Report every line of the records below that contains the string "stone", copying each one in full.

• • • •

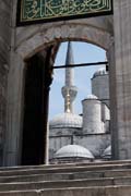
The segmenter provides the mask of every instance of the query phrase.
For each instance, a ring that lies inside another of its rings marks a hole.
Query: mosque
[[[66,64],[73,64],[72,44],[69,41]],[[61,93],[64,112],[49,122],[50,163],[88,162],[111,159],[110,107],[108,72],[96,71],[91,79],[92,95],[82,100],[82,114],[74,113],[78,94],[72,68],[66,69],[66,85]]]

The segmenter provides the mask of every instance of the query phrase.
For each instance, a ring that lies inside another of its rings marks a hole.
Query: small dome
[[[94,73],[93,77],[96,77],[96,76],[99,76],[99,75],[106,75],[106,74],[108,74],[108,72],[106,71],[106,69],[105,69],[105,68],[100,68],[99,70],[97,70],[97,71]]]
[[[61,113],[50,122],[50,127],[82,127],[82,117],[74,113]]]
[[[98,99],[95,95],[88,95],[87,97],[86,97],[86,99]]]
[[[94,159],[92,152],[84,148],[83,146],[79,145],[68,145],[60,148],[57,152],[55,158],[86,158],[86,159]]]
[[[111,146],[108,146],[108,147],[104,150],[102,157],[105,158],[105,159],[110,159],[110,158],[111,158]]]

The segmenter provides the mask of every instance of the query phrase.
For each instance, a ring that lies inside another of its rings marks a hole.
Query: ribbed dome
[[[74,113],[61,113],[50,122],[50,127],[82,127],[82,117]]]
[[[55,158],[87,158],[94,159],[92,152],[84,148],[83,146],[79,145],[68,145],[60,148],[57,152]]]
[[[103,158],[111,158],[111,146],[108,146],[108,147],[104,150],[102,157],[103,157]]]
[[[108,72],[106,71],[106,69],[105,69],[105,68],[100,68],[99,70],[97,70],[97,71],[94,73],[93,77],[96,77],[96,76],[99,76],[99,75],[106,75],[106,74],[108,74]]]

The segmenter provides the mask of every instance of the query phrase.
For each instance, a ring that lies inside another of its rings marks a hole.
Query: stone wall
[[[0,164],[7,123],[7,85],[10,61],[10,11],[11,1],[0,1]]]

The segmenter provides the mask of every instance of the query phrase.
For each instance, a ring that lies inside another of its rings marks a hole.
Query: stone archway
[[[23,108],[22,108],[22,95],[23,95],[23,70],[24,70],[24,60],[29,59],[35,53],[45,52],[46,48],[50,45],[55,47],[53,52],[50,56],[50,61],[53,63],[59,44],[66,40],[78,40],[78,41],[85,41],[91,42],[96,46],[102,47],[105,50],[109,49],[111,34],[108,30],[104,30],[100,27],[95,27],[95,25],[87,25],[82,23],[73,23],[67,22],[58,25],[53,25],[53,27],[49,26],[46,29],[40,26],[39,30],[37,30],[28,38],[23,39],[23,41],[19,42],[15,52],[12,54],[12,69],[16,70],[14,76],[11,76],[11,83],[15,85],[14,95],[10,97],[13,99],[11,102],[11,108],[14,110],[10,110],[10,115],[15,115],[15,121],[9,119],[10,128],[7,132],[8,138],[10,142],[7,140],[5,145],[5,159],[4,164],[14,166],[21,164],[21,144],[22,144],[22,115],[23,115]],[[15,61],[15,62],[14,62]],[[20,63],[17,66],[17,62]],[[45,64],[45,66],[47,66]],[[19,76],[17,76],[19,75]],[[19,84],[15,84],[15,79],[17,77],[21,79]],[[9,83],[11,85],[11,83]],[[9,87],[10,88],[10,87]],[[16,90],[19,94],[16,94]],[[12,94],[9,90],[9,96]],[[19,107],[16,107],[16,102]],[[19,115],[16,115],[19,113]],[[12,130],[13,128],[13,130]],[[13,134],[12,134],[13,132]],[[16,143],[14,144],[14,137]],[[13,156],[12,156],[13,155]]]

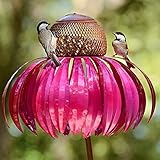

• • • •

# EXERCISE OUTPUT
Query: stone wall
Query: stone archway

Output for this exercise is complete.